• [WHAT THE TASK REQUIRES] Leave out the pictures and transcribe the rest of the records exactly.
[EXTRACTED MATERIAL Boundary: Start]
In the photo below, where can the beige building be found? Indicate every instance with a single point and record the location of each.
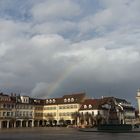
(24, 111)
(60, 110)
(38, 112)
(138, 100)
(7, 111)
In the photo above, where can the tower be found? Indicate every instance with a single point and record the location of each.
(138, 100)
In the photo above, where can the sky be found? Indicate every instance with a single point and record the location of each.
(49, 48)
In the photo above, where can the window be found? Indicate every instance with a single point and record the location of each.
(72, 99)
(68, 99)
(65, 100)
(50, 101)
(85, 106)
(53, 100)
(90, 106)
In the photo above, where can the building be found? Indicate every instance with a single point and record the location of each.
(61, 110)
(24, 111)
(73, 109)
(38, 112)
(92, 112)
(7, 111)
(138, 100)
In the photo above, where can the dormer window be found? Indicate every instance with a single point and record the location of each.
(65, 100)
(85, 106)
(47, 101)
(50, 101)
(53, 100)
(72, 99)
(68, 99)
(90, 106)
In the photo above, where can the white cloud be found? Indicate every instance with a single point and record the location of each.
(55, 9)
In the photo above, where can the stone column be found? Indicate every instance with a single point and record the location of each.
(27, 123)
(0, 124)
(14, 124)
(8, 122)
(21, 123)
(37, 123)
(32, 123)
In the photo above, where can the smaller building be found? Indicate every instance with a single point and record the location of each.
(7, 111)
(138, 101)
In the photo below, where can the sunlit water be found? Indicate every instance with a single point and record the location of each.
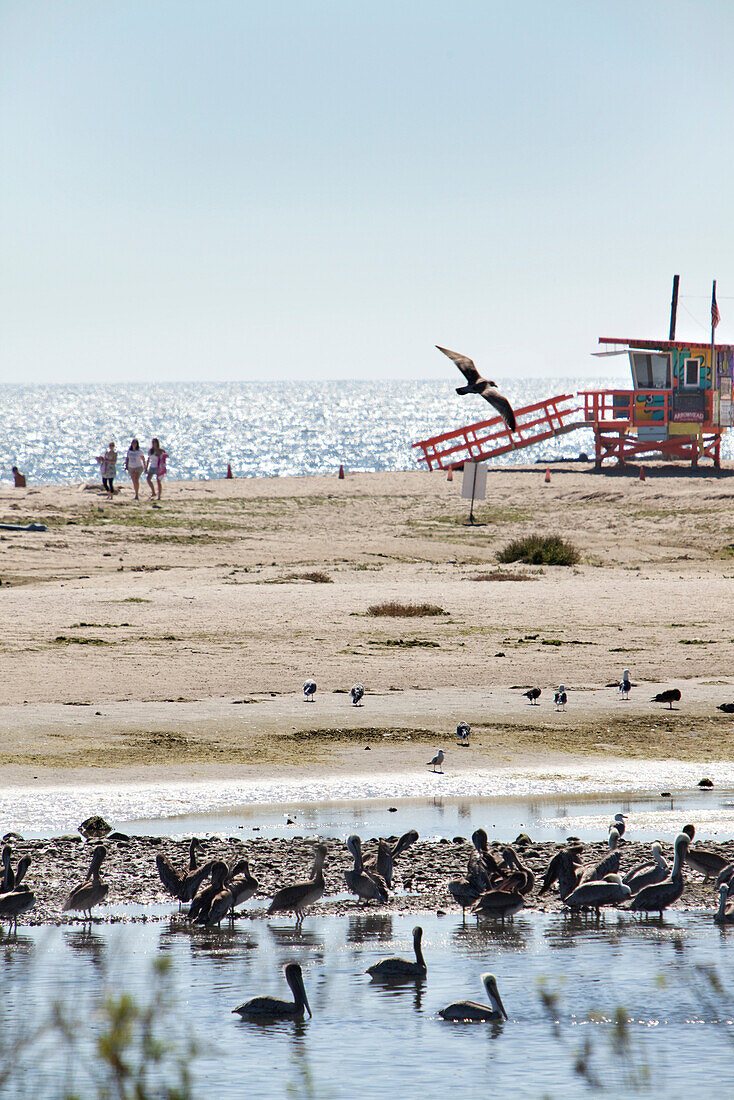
(53, 432)
(368, 1041)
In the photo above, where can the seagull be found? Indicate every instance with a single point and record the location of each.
(625, 684)
(438, 759)
(475, 384)
(463, 730)
(670, 695)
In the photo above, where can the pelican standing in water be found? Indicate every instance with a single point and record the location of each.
(92, 890)
(367, 886)
(298, 897)
(472, 1011)
(394, 967)
(272, 1008)
(654, 899)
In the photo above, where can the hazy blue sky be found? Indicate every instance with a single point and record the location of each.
(229, 189)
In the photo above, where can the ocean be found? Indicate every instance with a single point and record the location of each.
(53, 432)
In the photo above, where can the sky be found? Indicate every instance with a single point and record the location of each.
(221, 189)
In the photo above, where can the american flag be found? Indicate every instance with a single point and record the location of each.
(715, 316)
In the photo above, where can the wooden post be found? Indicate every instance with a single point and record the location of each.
(674, 306)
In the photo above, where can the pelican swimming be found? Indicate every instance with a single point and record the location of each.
(725, 912)
(655, 898)
(296, 898)
(271, 1008)
(367, 886)
(438, 759)
(649, 872)
(475, 384)
(472, 1011)
(92, 890)
(607, 891)
(396, 967)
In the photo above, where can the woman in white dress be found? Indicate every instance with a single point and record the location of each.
(134, 463)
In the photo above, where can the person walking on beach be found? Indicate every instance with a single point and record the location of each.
(156, 466)
(134, 463)
(108, 464)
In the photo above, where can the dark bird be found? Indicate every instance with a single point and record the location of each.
(463, 729)
(475, 384)
(271, 1008)
(670, 695)
(396, 968)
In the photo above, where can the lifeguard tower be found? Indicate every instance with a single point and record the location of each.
(679, 406)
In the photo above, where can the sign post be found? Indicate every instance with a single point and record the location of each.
(473, 485)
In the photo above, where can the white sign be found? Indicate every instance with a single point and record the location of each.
(473, 485)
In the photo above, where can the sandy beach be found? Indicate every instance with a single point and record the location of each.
(140, 638)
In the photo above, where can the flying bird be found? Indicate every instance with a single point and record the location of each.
(670, 695)
(475, 384)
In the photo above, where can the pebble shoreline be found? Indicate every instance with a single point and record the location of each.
(419, 878)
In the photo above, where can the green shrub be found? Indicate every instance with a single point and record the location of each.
(540, 550)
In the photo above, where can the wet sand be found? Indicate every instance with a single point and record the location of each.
(419, 882)
(143, 644)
[EXTRACTED MATERIAL Boundary: End]
• [RESPONSE AREA]
In the photo below, where can the beige building be found? Indicate every instance with a single point and record the location of each.
(24, 111)
(60, 110)
(38, 112)
(138, 100)
(7, 111)
In the photo above, where can the tower be found? Indicate every instance with a single point and record the location of each.
(138, 100)
In the photo above, where can the sky be found? Indicate every instance with a single point and record the location of each.
(49, 48)
In the photo above, where can the window be found? Indicate every instance with a single point and record the location of each.
(72, 99)
(68, 99)
(65, 100)
(50, 101)
(85, 106)
(53, 100)
(90, 106)
In the photo above, where can the building be found? Indicate every instance with a single point and record the location of each.
(61, 110)
(24, 111)
(73, 109)
(38, 112)
(92, 112)
(7, 111)
(138, 100)
In the photo above, where can the dormer window be found? Indicate every instance with a single point and record the location of each.
(65, 100)
(85, 106)
(47, 101)
(50, 101)
(53, 100)
(72, 99)
(68, 99)
(90, 106)
In the photo above, where can the white cloud be found? Indicate every instance with a single point and record the location of each.
(55, 9)
In the photo above, where can the stone column be found? Indicate every instance with a single point and record the location of each.
(27, 123)
(0, 124)
(14, 124)
(8, 122)
(21, 123)
(37, 123)
(32, 123)
In the photo above, where can the smaller building be found? Indicate every instance with a single point and record the location of each.
(7, 111)
(138, 101)
In the photo below, where can the sunlit water be found? Indicate every instance with a single point and record the location of each.
(53, 432)
(368, 1041)
In the photo above, where can the seagull be found? Indicate every instance with a single point and record the location of each.
(625, 684)
(438, 759)
(475, 384)
(463, 730)
(670, 695)
In the photo above, where can the pelican standing in water be found? Indicate every instance with a single point and record the location of each.
(92, 890)
(367, 886)
(298, 897)
(472, 1011)
(394, 967)
(272, 1008)
(654, 899)
In the photo above, where can the hazy blue sky be found? Indicate every instance with a single point and record the location of each.
(229, 189)
In the photo above, where can the ocean be found? Indicate every instance with a single point and record the location of each.
(53, 432)
In the photo above, where can the sky be found? Indicate every instance with a single point and record the location of each.
(221, 189)
In the photo above, where can the american flag be found? Indicate every instance with a single point and record the location of each.
(715, 316)
In the photo above, where can the wooden post be found? Indicate every instance with a single point and record the location of each.
(674, 306)
In the photo above, where can the pelican swimming be found? Indicate every instance with a single point and record the location of each.
(725, 912)
(655, 898)
(296, 898)
(271, 1008)
(367, 886)
(438, 759)
(649, 872)
(475, 384)
(472, 1011)
(92, 890)
(607, 891)
(396, 967)
In the photo above, where can the woman in white dress be found? Indicate every instance with a single point and record the location of each.
(134, 463)
In the photo above, where can the person walking on beach be found? Indicate every instance with a single point and record the location of each.
(156, 466)
(134, 463)
(108, 464)
In the photo above, where can the dark bird be found? Indicate every instance with a single point and record the location of each.
(463, 729)
(475, 384)
(271, 1008)
(670, 695)
(396, 968)
In the photo above, where can the lifeguard tower be found? Indicate every instance with a single point and record the location of each.
(679, 406)
In the photo above, where can the sign post be found? Indicate every instance with a single point and record the location of each.
(473, 485)
In the photo above, where can the white sign be found? Indicate every instance with a single point and record the location of each.
(473, 485)
In the photo above, where can the sandy beach be found? Indicate every instance with a single point and record the location of each.
(140, 638)
In the photo above, where can the flying bird be found? Indicate every instance with a single point and record the location of each.
(670, 695)
(475, 384)
In the photo above, where can the pebble shoreline be found? Indicate every instance with a single point and record the location of each.
(419, 878)
In the photo above, where can the green shrub be found? Indicate every instance with a single point and record the location of each.
(540, 550)
In the photo above, where can the wet sand be found? Indicate every instance with a single point and record the location of each.
(419, 882)
(143, 644)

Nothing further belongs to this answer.